Work instructions
#1 Could you reproduce the bipolar transistor description word for word, everything from "Layer 20 is separated" down to "example made of silicon oxide."?
#2 Could you carry on the bipolar transistor description from the point where it stops?

Reading text
------------------------------------------------------------

Device 10 further comprises an insulating layer 18. Layer 18 is made of a first insulating material, preferably made of silicon oxide. Layer 18 surrounds region 16. Layer 18 covers the upper surface 14a of support 14. Layer 18 is preferably in contact with the upper surface 14a of support 14. In the illustrated example, layer 18 covers a peripheral portion of the upper surface of the collector region 15. Layer 18 is in lateral contact with region 16, that is, in contact with the lateral surfaces of region 16. More precisely, a lower portion of region 16, and thus a lower portion of the lateral surfaces of region 16, is surrounded by, and in contact with, layer 18. By lower portion of region 16, there is meant the portion closest to support 14.

Device 10 comprises a layer 20. Layer 20 is made of a material allowing the epitaxial growth of a semiconductor material. Preferably, layer 20 is made of a material enabling a semiconductor material to non-selectively grow on said layer 20, for example during a selective epitaxial growth step. Layer 20 is, for example, made of one of amorphous silicon, polysilicon, or silicon nitride.

Layer 20 rests on, and is preferably in contact with, layer 18. Layer 20 surrounds region 16, more precisely surrounds an intermediate portion of region 16, and thus an intermediate portion of the lateral surfaces of region 16. The intermediate portion of region 16 is separated from support 14 by the lower portion of region 16.

Layer 20 is separated from region 16 by a layer 22. Layer 22 is made of an insulating material. Layer 22 is, for example, made of the same material as layer 18, for example made of the first material, for example made of silicon oxide.

Bipolar transistor 12 comprises an extrinsic base region 24. Region 24 surrounds region 16, and more precisely surrounds an upper portion of intrinsic base region 16, and thus an upper portion of the lateral surfaces of region 16. The upper portion of region 16 is the portion of region 16 most distant from support 14. Region 24 also covers a peripheral portion of the upper surface of region 16. The thickness of region 24 is thus greater than the thickness of the upper portion of region 16.

------------------------------------------------------------

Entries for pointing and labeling
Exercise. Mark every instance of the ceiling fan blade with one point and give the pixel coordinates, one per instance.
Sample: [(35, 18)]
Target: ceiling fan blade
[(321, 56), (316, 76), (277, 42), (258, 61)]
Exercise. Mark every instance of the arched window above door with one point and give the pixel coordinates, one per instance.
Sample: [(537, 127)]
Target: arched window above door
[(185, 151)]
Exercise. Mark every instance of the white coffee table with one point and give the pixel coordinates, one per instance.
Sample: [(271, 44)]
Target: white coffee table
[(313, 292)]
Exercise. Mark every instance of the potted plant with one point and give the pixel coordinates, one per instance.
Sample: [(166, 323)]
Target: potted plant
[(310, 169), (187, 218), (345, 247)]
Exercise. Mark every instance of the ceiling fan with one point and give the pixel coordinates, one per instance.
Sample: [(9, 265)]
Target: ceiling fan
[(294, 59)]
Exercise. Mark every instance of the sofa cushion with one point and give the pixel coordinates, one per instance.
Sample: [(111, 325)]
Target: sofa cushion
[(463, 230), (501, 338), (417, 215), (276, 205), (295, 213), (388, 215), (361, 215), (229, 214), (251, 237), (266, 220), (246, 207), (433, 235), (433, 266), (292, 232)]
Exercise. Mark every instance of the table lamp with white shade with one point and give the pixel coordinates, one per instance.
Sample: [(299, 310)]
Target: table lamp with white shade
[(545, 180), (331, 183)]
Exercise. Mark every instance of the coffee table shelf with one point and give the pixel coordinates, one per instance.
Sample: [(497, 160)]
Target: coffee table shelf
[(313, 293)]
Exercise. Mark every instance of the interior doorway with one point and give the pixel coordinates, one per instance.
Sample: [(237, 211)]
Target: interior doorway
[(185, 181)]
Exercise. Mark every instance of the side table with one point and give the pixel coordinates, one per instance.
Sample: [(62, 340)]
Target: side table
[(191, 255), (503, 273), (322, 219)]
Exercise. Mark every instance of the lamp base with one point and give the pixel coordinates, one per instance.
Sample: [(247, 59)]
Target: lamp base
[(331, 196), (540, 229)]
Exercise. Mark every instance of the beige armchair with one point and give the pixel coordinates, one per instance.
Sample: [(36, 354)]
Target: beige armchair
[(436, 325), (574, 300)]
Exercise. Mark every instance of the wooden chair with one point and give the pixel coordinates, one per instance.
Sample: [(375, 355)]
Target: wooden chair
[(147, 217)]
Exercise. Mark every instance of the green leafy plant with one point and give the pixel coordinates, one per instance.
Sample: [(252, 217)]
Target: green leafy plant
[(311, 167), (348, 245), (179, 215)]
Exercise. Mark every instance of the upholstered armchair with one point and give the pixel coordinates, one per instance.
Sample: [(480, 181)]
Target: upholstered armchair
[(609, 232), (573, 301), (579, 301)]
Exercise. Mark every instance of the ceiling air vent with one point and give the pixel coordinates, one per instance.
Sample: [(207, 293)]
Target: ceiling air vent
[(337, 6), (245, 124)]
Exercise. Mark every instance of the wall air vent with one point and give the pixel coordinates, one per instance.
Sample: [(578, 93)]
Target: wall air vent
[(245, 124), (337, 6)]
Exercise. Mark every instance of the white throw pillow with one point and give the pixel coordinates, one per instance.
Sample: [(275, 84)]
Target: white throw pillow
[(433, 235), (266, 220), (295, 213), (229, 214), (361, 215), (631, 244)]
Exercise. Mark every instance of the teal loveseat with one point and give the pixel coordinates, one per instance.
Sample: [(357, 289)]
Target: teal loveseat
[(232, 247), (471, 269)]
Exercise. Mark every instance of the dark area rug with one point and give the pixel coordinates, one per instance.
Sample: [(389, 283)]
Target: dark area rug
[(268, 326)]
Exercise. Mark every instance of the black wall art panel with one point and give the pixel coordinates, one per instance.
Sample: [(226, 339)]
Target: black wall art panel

------------------------------------------------------------

Responses for each task
#1
Layer 20 is separated from region 16 by a layer 22. Layer 22 is made of an insulating material. Layer 22 is, for example, made of the same material as layer 18, for example made of the first material, for example made of silicon oxide.

#2
Region 24 comprises a portion 24a. Portion 24a is made of polycrystalline semiconductor material. Portion 24a is made of a doped material of the same conductivity type as that of region 16. Portion 24a is, for example, made of silicon, for example made of epitaxial silicon. Portion 24a is made, for example, of SiGe, for example made of epitaxial SiGe. Portion 24a covers, for example entirely, layer 20. Portion 24a is preferably in contact with the upper surface of layer 20. Portion 24a covers, for example at least partially, layer 28. Portion 24a is preferably in contact with at least part of the upper surface of layer 22.

Region 24 comprises a portion 24b. Portion 24b is made of a monocrystalline semiconductor material. Portion 24b is made of a doped material of the same conductivity type as that of region 16. Portion 24b is, for example, made of silicon, for example made of epitaxial silicon. Portion 24b is, for example, made of SiGe, for example made of epitaxial SiGe. Portion 24b partially covers the upper surface of region 16, more precisely covers the peripheral portion of the upper surface of layer 16. Portion 24b is preferably in contact with said peripheral portion of the upper surface of layer 16. In the example of FIG. 1, portion 24b further covers, and is preferably in contact with, an upper portion of the lateral surfaces of region 16. As a variant, the upper portion of the lateral surfaces of region 16 is covered by portion 24a.

Portion 24b is, for example, uniformly doped. Portion 24b is also more heavily doped than region 16, preferably at least ten times more heavily doped.

Extrinsic base region 24 thus comprises a polycrystalline portion 24a and a monocrystalline portion 24b. The monocrystalline portion 24b of the extrinsic base region 24 is in vertical contact with the intrinsic base region 16. The monocrystalline portion 24b of the extrinsic base region is thus not in exclusively lateral contact with the intrinsic base region 16.

For example, the greater the distance from support 14, the greater the width of portion 24b. By width of portion 24b, it is meant the distance between the lateral surface of region 24 closest to region 16 and the opposite lateral surface of portion 24b. In other words, the portion of portion 24a closest to region 16 is located between portion 24b and support 14. The remainder of portion 24a is not located between portion 24b and support 14.

Bipolar transistor 12 further comprises a layer 26 comprising a horizontal portion extending over part of the upper surface of region 16 and a vertical portion extending over the lateral surface of portion 24b closest to region 26. A central portion 16a of the upper surface of region 16 is not covered by layer 26. Layer 26 is covered by a spacer 28. Spacer 28 does not cover said central portion 16a.

Layer 26 is, for example, made of the same material as layers 18 and 22. Spacer 28 is made of the same material as layer 20, but preferably with a different doping. Preferably, spacer 28 is made of amorphous silicon.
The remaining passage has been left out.